(Beginning of TASK INPUTS)
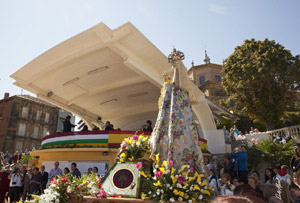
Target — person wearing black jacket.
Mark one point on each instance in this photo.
(44, 175)
(68, 125)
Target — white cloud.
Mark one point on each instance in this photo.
(217, 9)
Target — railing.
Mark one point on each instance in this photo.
(293, 132)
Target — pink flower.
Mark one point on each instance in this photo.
(158, 174)
(102, 193)
(180, 179)
(139, 165)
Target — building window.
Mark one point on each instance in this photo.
(22, 129)
(36, 131)
(202, 79)
(38, 115)
(46, 132)
(19, 146)
(25, 112)
(47, 115)
(218, 78)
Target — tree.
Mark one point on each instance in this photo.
(262, 77)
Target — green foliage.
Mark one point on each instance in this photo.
(262, 77)
(276, 153)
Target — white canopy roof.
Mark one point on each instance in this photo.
(115, 74)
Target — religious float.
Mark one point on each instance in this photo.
(118, 75)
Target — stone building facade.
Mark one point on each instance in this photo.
(24, 121)
(208, 77)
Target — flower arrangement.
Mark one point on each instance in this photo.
(133, 147)
(170, 184)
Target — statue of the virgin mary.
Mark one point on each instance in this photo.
(174, 136)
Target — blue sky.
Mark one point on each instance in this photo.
(29, 28)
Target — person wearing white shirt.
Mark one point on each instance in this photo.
(15, 185)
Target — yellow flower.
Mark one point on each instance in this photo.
(173, 179)
(183, 167)
(175, 192)
(162, 170)
(196, 187)
(143, 174)
(206, 192)
(165, 163)
(158, 184)
(143, 195)
(157, 158)
(173, 170)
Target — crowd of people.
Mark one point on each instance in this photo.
(231, 178)
(22, 182)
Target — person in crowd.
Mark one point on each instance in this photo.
(26, 184)
(148, 126)
(253, 181)
(283, 174)
(226, 187)
(295, 193)
(236, 181)
(55, 171)
(236, 130)
(295, 161)
(240, 165)
(228, 165)
(66, 171)
(212, 179)
(68, 125)
(95, 170)
(216, 166)
(206, 162)
(45, 176)
(269, 176)
(226, 135)
(90, 170)
(74, 170)
(246, 190)
(237, 199)
(35, 182)
(108, 126)
(15, 185)
(256, 174)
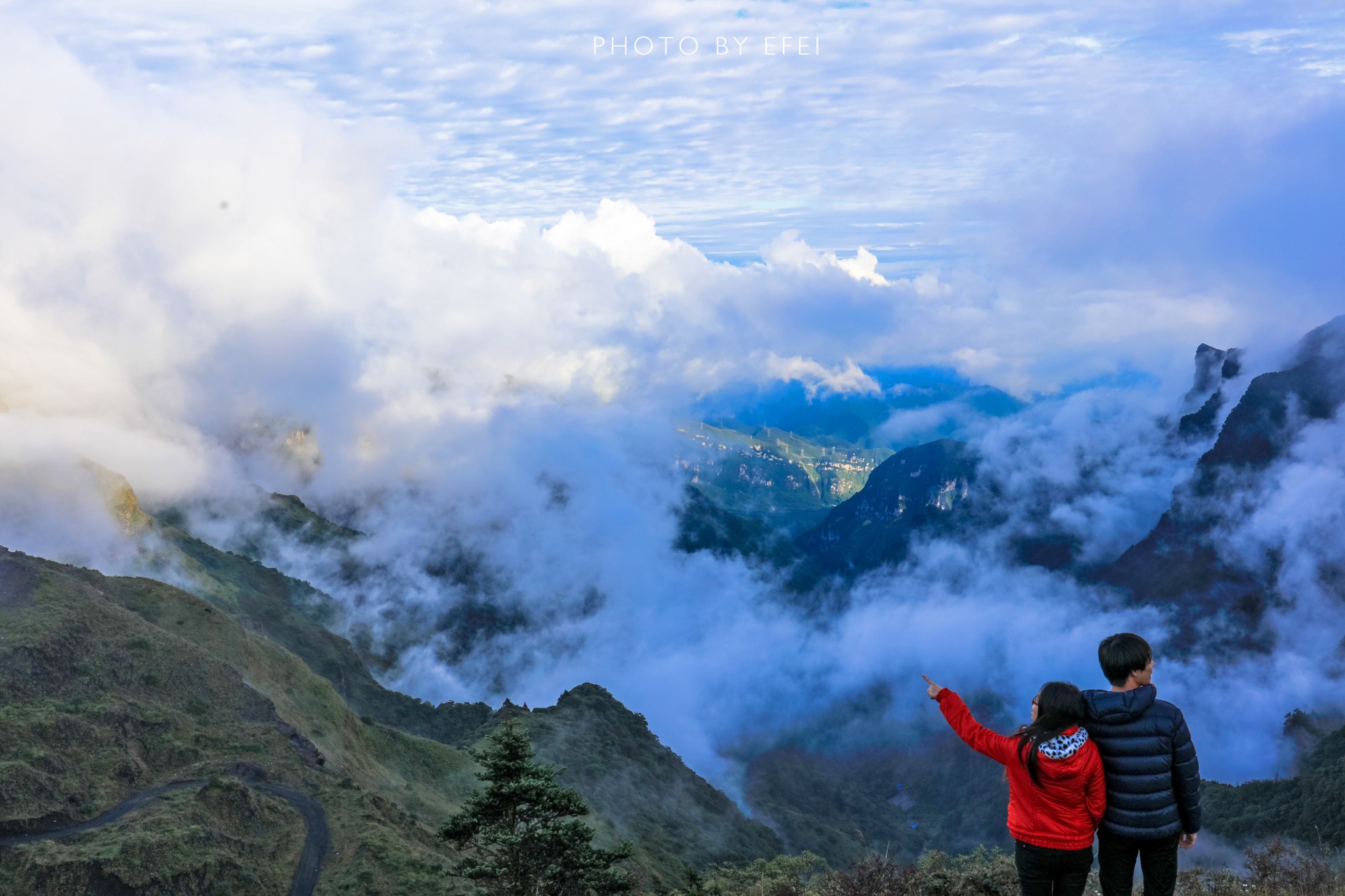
(End of TASK INPUTS)
--- PROBLEM DESCRIPTION ---
With the pictures set aside, repeat every entry above exactly.

--- RESULT FOR THIS EXERCISE ---
Target — person wearing black jacket.
Mark one point on each instance in this photo.
(44, 175)
(68, 125)
Target — white cloud.
Mark one point on each instance in this photo.
(217, 9)
Target — railing.
Mark one point on each instance in this photo.
(293, 132)
Target — pink flower.
Mark one point on each instance in this photo.
(158, 174)
(102, 193)
(180, 179)
(139, 165)
Target — building window.
Mark one point on each instance in this photo.
(22, 129)
(36, 131)
(202, 79)
(38, 115)
(46, 132)
(19, 146)
(25, 112)
(47, 115)
(218, 78)
Target — tree.
Mark one point on each instance in this photo.
(262, 77)
Target — green foliage.
Mark one point on each instance in this photo.
(262, 77)
(276, 153)
Target — white canopy roof.
Mark one point on each instance in this photo.
(115, 74)
Target — religious float.
Mark one point on each instance in this photo.
(118, 75)
Target — stone building facade.
Mark one point on each instance in this photo.
(24, 121)
(208, 77)
Target — flower arrangement.
Mark one point on each instance in this photo.
(133, 147)
(170, 184)
Target — statue of the virgin mary.
Mark one point on each instance in this photo.
(174, 136)
Target — blue sky.
Mark one point on each instance in this photo.
(29, 28)
Target — person wearing white shirt.
Mark one point on each instance in this photo.
(15, 185)
Target — yellow flower.
Mark one point on each instance in this photo.
(173, 179)
(183, 167)
(175, 192)
(162, 170)
(196, 187)
(143, 174)
(206, 192)
(165, 163)
(158, 184)
(143, 195)
(157, 158)
(173, 170)
Target — crowd of people.
Mark one point on each instance in this photo.
(231, 178)
(22, 182)
Target — person in crowd.
Mark one point on each instance in this photo.
(26, 184)
(148, 126)
(253, 181)
(283, 174)
(226, 187)
(295, 193)
(236, 181)
(55, 171)
(236, 130)
(295, 161)
(240, 165)
(228, 165)
(66, 171)
(212, 179)
(68, 125)
(95, 170)
(216, 166)
(206, 162)
(45, 176)
(269, 176)
(226, 135)
(90, 170)
(74, 170)
(246, 190)
(237, 199)
(35, 182)
(108, 126)
(15, 185)
(256, 174)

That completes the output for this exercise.